Exercise details: Output the data in full. Keep every entry exactly as written.

(Stored data entries)
<<<<

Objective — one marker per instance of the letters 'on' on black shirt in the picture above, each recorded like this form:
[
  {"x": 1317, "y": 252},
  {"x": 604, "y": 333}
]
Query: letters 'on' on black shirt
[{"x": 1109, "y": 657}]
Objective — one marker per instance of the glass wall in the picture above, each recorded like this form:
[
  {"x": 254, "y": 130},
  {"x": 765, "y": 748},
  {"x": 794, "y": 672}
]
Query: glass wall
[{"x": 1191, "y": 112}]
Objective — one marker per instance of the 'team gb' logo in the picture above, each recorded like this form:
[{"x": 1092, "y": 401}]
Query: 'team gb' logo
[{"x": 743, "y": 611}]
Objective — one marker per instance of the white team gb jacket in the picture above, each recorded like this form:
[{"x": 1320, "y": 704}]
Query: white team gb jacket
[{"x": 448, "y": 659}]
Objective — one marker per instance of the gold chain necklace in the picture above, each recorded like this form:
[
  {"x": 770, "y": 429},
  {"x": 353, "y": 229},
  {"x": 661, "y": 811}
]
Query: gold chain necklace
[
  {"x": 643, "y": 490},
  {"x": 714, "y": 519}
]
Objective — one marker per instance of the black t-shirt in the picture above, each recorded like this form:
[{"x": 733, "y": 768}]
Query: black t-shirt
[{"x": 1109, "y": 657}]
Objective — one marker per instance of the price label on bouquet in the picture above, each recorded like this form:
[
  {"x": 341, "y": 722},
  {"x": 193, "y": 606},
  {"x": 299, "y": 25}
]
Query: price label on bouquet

>>>>

Exercise answer:
Objective — one marker per instance of the letters 'on' on black shirt in the picture above, each recorded like this form:
[
  {"x": 1317, "y": 252},
  {"x": 604, "y": 333}
]
Query: letters 'on' on black shirt
[{"x": 1109, "y": 657}]
Objective — one marker per instance of the glass wall in the picture above, each recorded like this form:
[
  {"x": 254, "y": 130},
  {"x": 765, "y": 748},
  {"x": 794, "y": 672}
]
Query: glass wall
[{"x": 1191, "y": 112}]
Objective — one marker per instance of the 'team gb' logo in the picture above, each recorded like this form:
[{"x": 1092, "y": 401}]
Query: 'team gb' logo
[{"x": 743, "y": 611}]
Objective — one marker per instance of the white team gb jacket in the picture above, each recorded like this form:
[{"x": 1320, "y": 704}]
Query: white team gb jacket
[{"x": 448, "y": 659}]
Objective — one marker per instance of the gold chain necklace in the picture above, each recorded like this form:
[
  {"x": 770, "y": 429},
  {"x": 353, "y": 229},
  {"x": 661, "y": 811}
]
Query: gold chain necklace
[
  {"x": 643, "y": 490},
  {"x": 714, "y": 519}
]
Objective — one marker per instance of the black t-shirt in the picture above, each recorded like this form:
[{"x": 733, "y": 768}]
Query: black t-shirt
[{"x": 1109, "y": 657}]
Objective — one marker per instance of the price label on bouquet in the picture above, each recorded like this form:
[
  {"x": 341, "y": 722},
  {"x": 193, "y": 606},
  {"x": 299, "y": 25}
]
Query: price label on bouquet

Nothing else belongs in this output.